EXERCISE REQUIREMENTS →
a) According to the kidney health statement, on what date is World Kidney Day observed?
b) Translate this sentence from the kidney health statement into Spanish: "No one is immune from kidney disease."
c) Carry on the kidney health statement from its last sentence.

TEXT PASSAGE →
|Statement of Griffin P. Rodgers, M.D., Director, National Institute of Diabetes and Digestive and Kidney Diseases for National Kidney Month and World Kidney Day
Kidney disease is common, serious and treatable. Yet most Americans who have kidney problems still don't know it because they don't have symptoms, hampering efforts to prevent kidney failure. As part of its ongoing commitment to support research and to raise awareness about kidney health and how kidney disease can be prevented and treated, the National Institute of Diabetes and Digestive and Kidney Diseases (NIDDK), part of the National Institutes of Health (NIH), joins with other organizations to observe National Kidney Month in March and World Kidney Day, March 12.
If you have diabetes, high blood pressure, heart disease, vascular disease, or kidney disease in the family, you are at risk for kidney problems. Blood and urine tests are the only way to find the disease early, when treatment is more likely to significantly delay or prevent kidney failure. To help protect the kidneys, I urge you to carefully control high blood pressure — and blood sugar if you have diabetes — and ask your doctor if you should take an ACE (angiotensin-converting enzyme) inhibitor or ARB (angiotensin receptor blocker).
No one is immune from kidney disease. It strikes children and adults and people
of all races and ethnicities. It runs in families, disproportionately affecting
African-Americans and Native Americans. Kidney disease can lead to kidney failure,
premature death, heart attacks, strokes, bone disease, and growth and development
problems in children. Diabetes and high blood pressure are the top causes of
kidney problems, but kidney disease also can be caused by autoimmune, infection-related,
and scarring diseases such as IgA nephropathy, membranous nephropathy, and
focal segmental glomerulsclerosis and by inherited and congenital diseases
such as polycystic kidney disease and vesicoureteral reflux.

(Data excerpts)
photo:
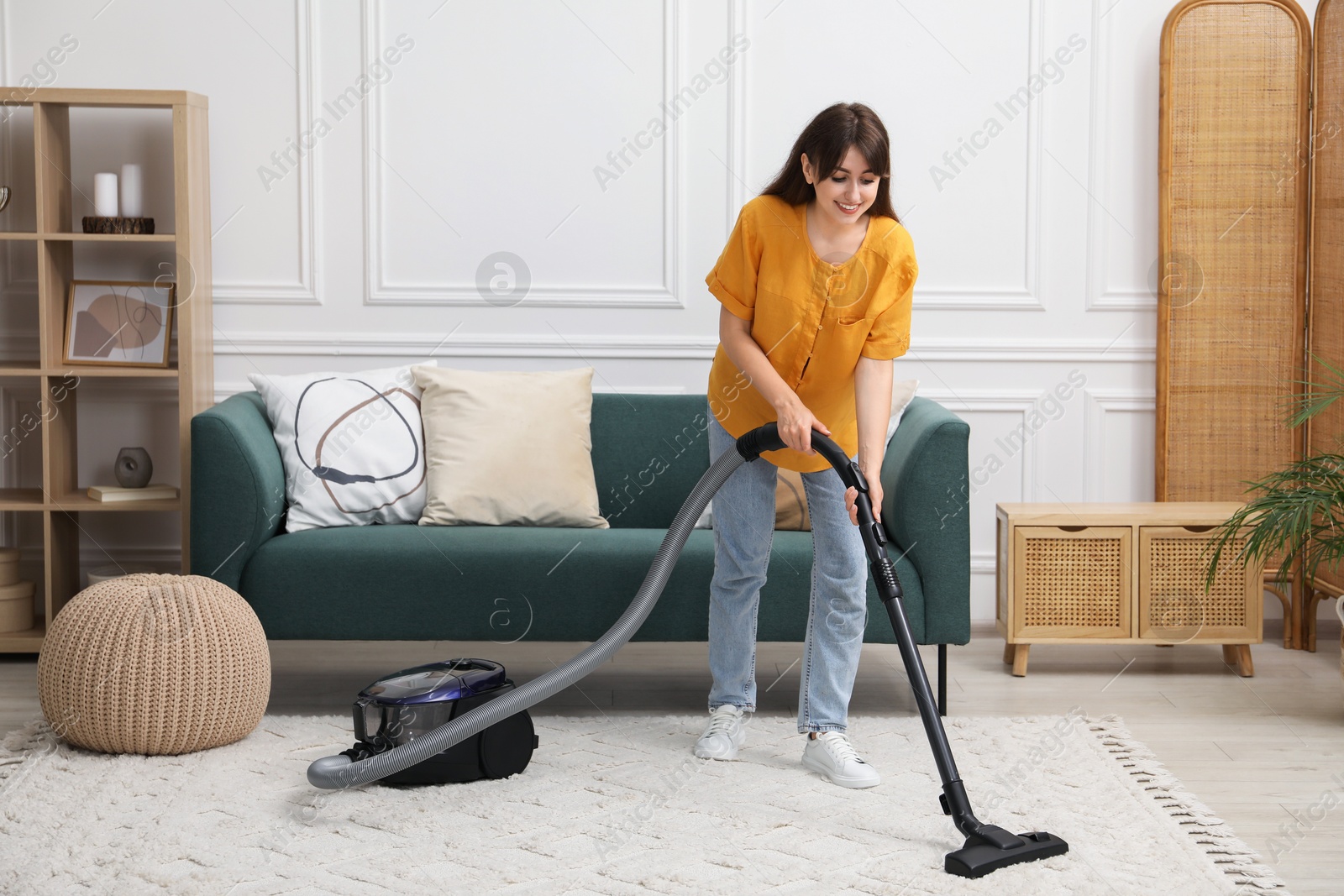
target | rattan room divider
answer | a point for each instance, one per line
(1252, 249)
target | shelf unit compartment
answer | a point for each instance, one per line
(1072, 582)
(20, 443)
(73, 134)
(24, 530)
(102, 416)
(102, 139)
(1173, 602)
(19, 219)
(145, 262)
(20, 312)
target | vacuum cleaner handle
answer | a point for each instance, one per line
(766, 438)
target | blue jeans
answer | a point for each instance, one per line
(743, 531)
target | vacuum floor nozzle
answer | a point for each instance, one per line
(978, 857)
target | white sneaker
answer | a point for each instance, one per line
(723, 735)
(832, 755)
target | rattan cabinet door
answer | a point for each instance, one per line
(1173, 604)
(1072, 582)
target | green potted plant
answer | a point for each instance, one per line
(1299, 508)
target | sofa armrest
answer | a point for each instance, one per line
(925, 510)
(237, 486)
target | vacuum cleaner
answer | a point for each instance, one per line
(463, 720)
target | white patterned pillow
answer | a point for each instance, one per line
(353, 445)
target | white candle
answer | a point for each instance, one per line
(105, 194)
(132, 194)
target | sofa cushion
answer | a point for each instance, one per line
(448, 584)
(351, 443)
(508, 448)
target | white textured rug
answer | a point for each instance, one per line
(612, 805)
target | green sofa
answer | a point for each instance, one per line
(507, 584)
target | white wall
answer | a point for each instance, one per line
(1037, 251)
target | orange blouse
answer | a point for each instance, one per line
(811, 318)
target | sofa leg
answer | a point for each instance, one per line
(942, 680)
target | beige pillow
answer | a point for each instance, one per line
(790, 501)
(508, 448)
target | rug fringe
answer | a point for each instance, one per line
(24, 745)
(1211, 832)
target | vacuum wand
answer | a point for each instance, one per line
(988, 846)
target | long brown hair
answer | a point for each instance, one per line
(827, 139)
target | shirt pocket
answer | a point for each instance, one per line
(835, 354)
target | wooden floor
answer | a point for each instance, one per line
(1265, 752)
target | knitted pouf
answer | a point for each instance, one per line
(155, 664)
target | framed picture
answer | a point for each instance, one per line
(118, 322)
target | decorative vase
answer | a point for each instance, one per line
(134, 468)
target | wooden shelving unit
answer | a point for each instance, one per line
(62, 497)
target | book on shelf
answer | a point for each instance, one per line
(151, 492)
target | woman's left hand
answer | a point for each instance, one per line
(851, 497)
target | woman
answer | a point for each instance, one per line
(816, 284)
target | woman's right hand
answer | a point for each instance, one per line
(796, 423)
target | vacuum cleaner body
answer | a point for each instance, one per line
(414, 701)
(423, 723)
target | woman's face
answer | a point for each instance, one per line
(848, 192)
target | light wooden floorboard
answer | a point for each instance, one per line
(1261, 752)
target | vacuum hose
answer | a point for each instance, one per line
(335, 773)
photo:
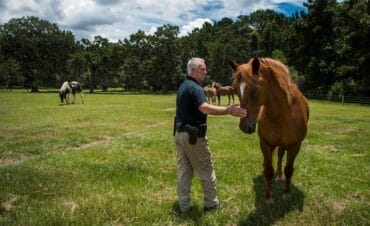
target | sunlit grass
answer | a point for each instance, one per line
(112, 161)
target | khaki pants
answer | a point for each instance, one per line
(194, 158)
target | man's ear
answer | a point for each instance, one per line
(233, 65)
(255, 65)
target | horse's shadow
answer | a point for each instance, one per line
(266, 214)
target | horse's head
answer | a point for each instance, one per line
(247, 85)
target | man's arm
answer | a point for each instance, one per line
(233, 110)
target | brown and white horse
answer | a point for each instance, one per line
(266, 90)
(70, 87)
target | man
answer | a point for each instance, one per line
(193, 153)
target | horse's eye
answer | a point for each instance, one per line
(254, 93)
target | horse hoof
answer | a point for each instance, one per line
(279, 181)
(269, 201)
(287, 196)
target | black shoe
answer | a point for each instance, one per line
(216, 207)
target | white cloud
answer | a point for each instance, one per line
(117, 19)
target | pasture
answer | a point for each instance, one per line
(112, 161)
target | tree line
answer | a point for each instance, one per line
(326, 48)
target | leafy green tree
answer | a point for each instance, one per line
(10, 73)
(40, 48)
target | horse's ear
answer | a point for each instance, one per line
(233, 65)
(255, 65)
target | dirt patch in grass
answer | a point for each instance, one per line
(105, 140)
(8, 205)
(338, 207)
(13, 160)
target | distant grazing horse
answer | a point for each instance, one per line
(70, 87)
(266, 90)
(223, 91)
(211, 94)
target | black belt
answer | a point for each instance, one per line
(193, 131)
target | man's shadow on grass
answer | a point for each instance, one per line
(265, 214)
(194, 214)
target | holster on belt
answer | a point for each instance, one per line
(195, 132)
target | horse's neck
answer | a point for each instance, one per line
(276, 103)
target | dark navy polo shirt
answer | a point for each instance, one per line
(190, 96)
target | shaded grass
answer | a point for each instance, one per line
(112, 161)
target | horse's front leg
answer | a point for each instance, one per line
(279, 173)
(268, 170)
(289, 169)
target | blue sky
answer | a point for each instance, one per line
(117, 19)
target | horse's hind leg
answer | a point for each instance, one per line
(279, 173)
(289, 169)
(268, 170)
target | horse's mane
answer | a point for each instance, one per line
(271, 70)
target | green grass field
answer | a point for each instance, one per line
(112, 161)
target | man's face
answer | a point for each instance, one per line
(200, 72)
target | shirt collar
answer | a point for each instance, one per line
(193, 79)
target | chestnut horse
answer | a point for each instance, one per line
(223, 91)
(266, 90)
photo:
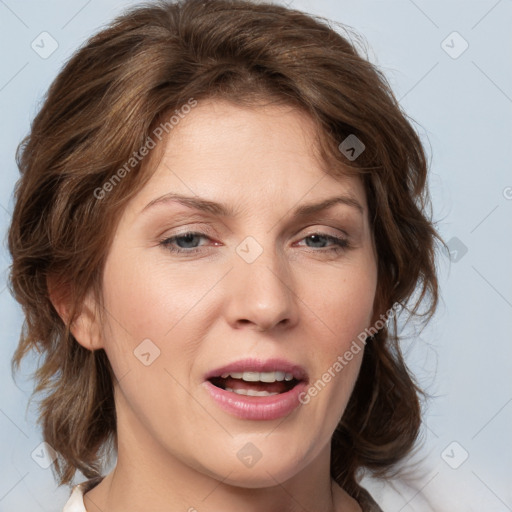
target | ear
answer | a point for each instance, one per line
(85, 327)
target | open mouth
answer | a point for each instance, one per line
(256, 383)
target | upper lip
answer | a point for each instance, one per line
(260, 365)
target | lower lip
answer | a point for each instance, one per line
(263, 408)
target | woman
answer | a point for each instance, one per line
(221, 212)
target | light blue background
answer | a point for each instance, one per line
(463, 107)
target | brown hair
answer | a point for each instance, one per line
(100, 111)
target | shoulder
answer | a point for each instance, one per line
(75, 502)
(367, 503)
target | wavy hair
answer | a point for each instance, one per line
(99, 112)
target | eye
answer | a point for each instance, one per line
(187, 243)
(340, 244)
(188, 240)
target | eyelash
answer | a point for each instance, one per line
(340, 244)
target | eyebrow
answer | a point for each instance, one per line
(223, 210)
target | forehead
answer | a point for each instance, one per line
(261, 156)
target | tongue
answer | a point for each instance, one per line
(271, 387)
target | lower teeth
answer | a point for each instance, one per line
(251, 392)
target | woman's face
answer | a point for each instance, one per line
(264, 284)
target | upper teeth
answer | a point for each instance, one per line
(259, 376)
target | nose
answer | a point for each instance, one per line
(261, 293)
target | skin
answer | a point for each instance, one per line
(177, 450)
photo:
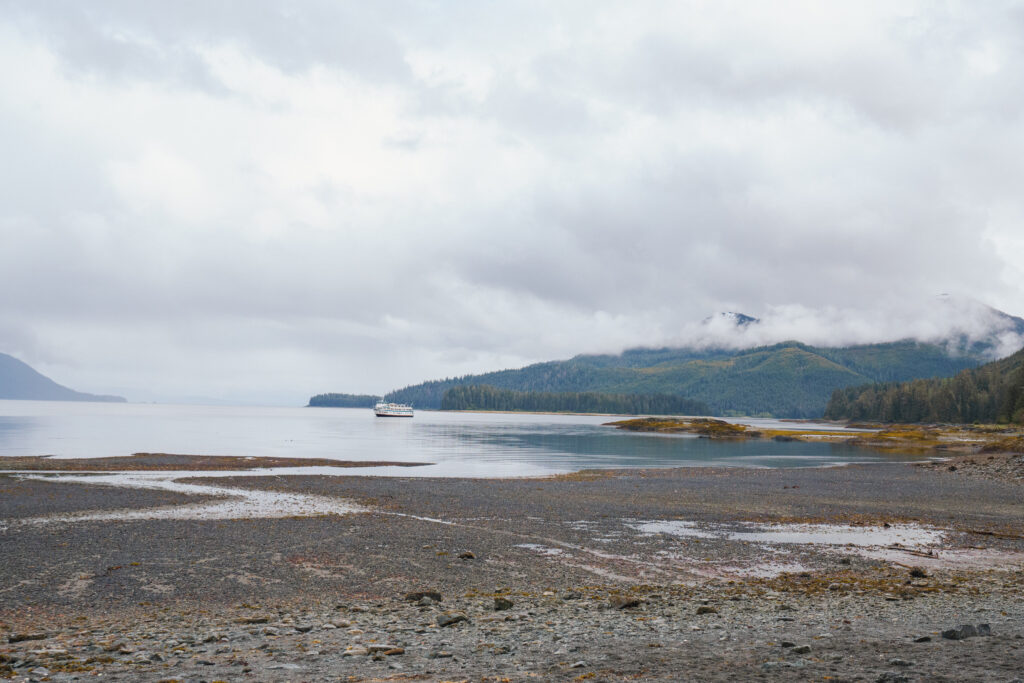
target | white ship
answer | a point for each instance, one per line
(383, 410)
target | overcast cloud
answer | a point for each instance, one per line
(259, 201)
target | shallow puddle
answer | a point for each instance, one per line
(235, 503)
(827, 535)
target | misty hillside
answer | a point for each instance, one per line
(19, 382)
(790, 379)
(993, 392)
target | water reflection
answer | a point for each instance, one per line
(461, 444)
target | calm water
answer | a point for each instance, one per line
(460, 444)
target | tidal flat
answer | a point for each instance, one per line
(692, 573)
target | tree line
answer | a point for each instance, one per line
(993, 392)
(484, 397)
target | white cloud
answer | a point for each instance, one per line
(375, 195)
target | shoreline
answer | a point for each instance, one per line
(632, 573)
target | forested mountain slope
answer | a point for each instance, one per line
(783, 380)
(993, 392)
(20, 382)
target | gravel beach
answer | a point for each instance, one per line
(863, 572)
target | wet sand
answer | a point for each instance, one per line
(611, 575)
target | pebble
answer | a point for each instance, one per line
(502, 604)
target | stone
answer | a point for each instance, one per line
(253, 620)
(503, 603)
(961, 632)
(892, 677)
(625, 602)
(452, 620)
(416, 596)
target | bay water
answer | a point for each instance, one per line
(472, 444)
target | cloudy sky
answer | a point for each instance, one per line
(257, 201)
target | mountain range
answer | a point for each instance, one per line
(785, 380)
(20, 382)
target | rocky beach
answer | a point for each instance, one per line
(868, 572)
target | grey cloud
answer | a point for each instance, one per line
(593, 184)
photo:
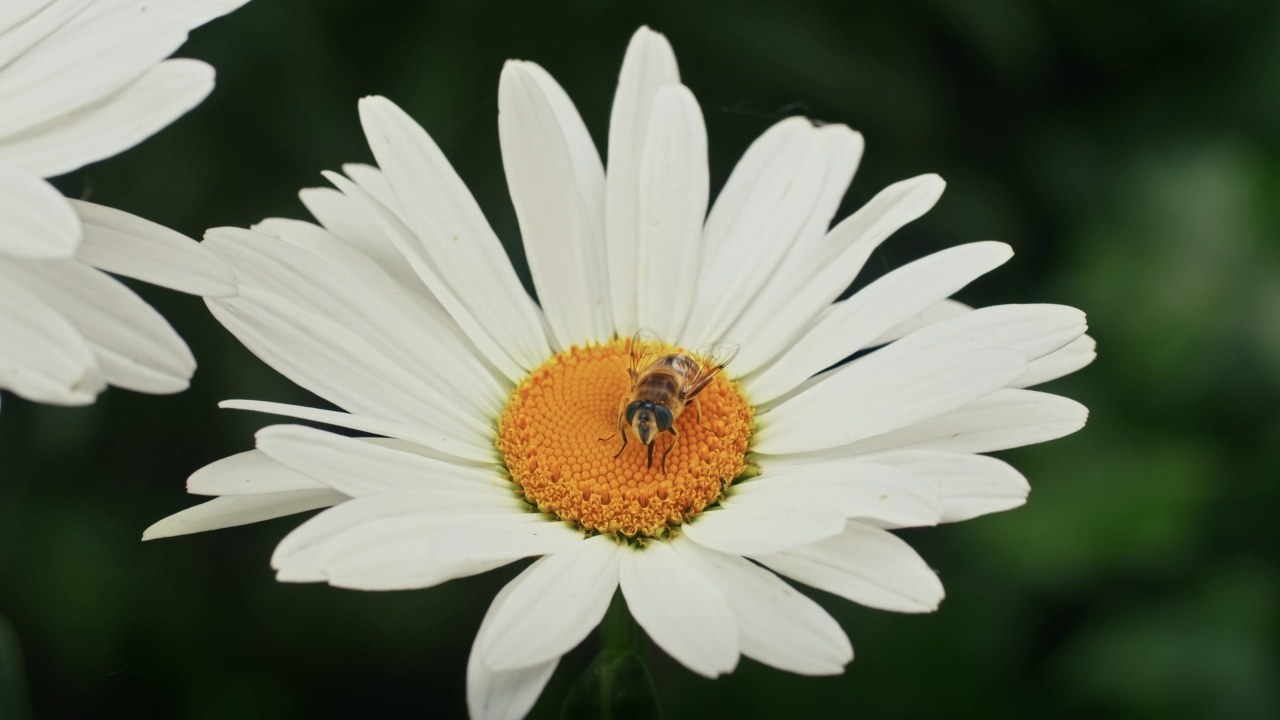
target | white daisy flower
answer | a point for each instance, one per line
(494, 413)
(82, 81)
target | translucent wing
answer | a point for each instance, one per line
(644, 347)
(711, 359)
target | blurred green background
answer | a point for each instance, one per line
(1129, 153)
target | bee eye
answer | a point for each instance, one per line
(632, 409)
(664, 418)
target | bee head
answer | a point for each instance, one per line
(648, 419)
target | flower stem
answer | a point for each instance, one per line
(617, 684)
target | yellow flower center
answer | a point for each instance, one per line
(560, 433)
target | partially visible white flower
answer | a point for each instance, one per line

RESULTS BY TASK →
a) March 12

b) Nadie es inmune a la enfermedad renal.

c)
NIH–supported research has shown that the burden of chronic kidney disease
and kidney failure is growing. The increase in diabetes and in the U.S. population — and
the graying and increasing obesity of our population — mean more people
than ever are getting and living with kidney problems. Chronic kidney disease
now affects about 27 million people in the United States, up an estimated 20
to 30 percent over the past 10 years. The incidence of chronic kidney disease
in 2006 was more than 100,000, or 360 per 1 million people, an increase of
3.4 percent over the 2005 incidence rate. There were more than half a million
patients with end-stage kidney disease in 2006. Of these, 70 percent were on
dialysis. Medicare paid about $70,000 per dialysis patient. Patients with end-stage
kidney disease accounted for a little more than 1 percent of the Medicare population
and more than 7 percent of Medicare costs. Total cost for end-stage kidney
disease was $33.6 billion. More than 18,000 kidney transplants were performed
in 2006, an increase of 3.5 percent over 2005.
At NIH, we are committed to promoting medical research to improve patient care. Past NIDDK-supported clinical studies established that tight glucose control and ACE inhibitors prevent or slow kidney disease and other complications of diabetes. Current NIDDK programs are adding to ever-increasing knowledge of kidney disease — from basic research to understand the underpinnings of healthy and diseased kidneys to clinical research involving patients, and from children to adults. Ongoing studies include a trial of magnetic resonance imaging to monitor polycystic kidney disease, more frequent dialysis for kidney failure, and treatment studies for polycystic kidney disease, glomerulosclerosis and vesicoureteral reflux in children.
In line with our mission, NIDDK's National Kidney Disease Education Program (www.nkdep.nih.gov) aims to improve early detection and broaden the use of available treatments by providing clinical tools to enable overextended health care providers to detect and treat chronic kidney disease in the primary care setting. Through this ambitious program, we ask labs to automatically report estimated kidney function (eGFR) to find the disease earlier and to use standardized kidney tests, and we offer time-saving tools to improve communication between kidney specialists and primary care physicians. Visit our Web site to learn about other NKDEP activities and information available for people at risk and for the health professionals who care for them.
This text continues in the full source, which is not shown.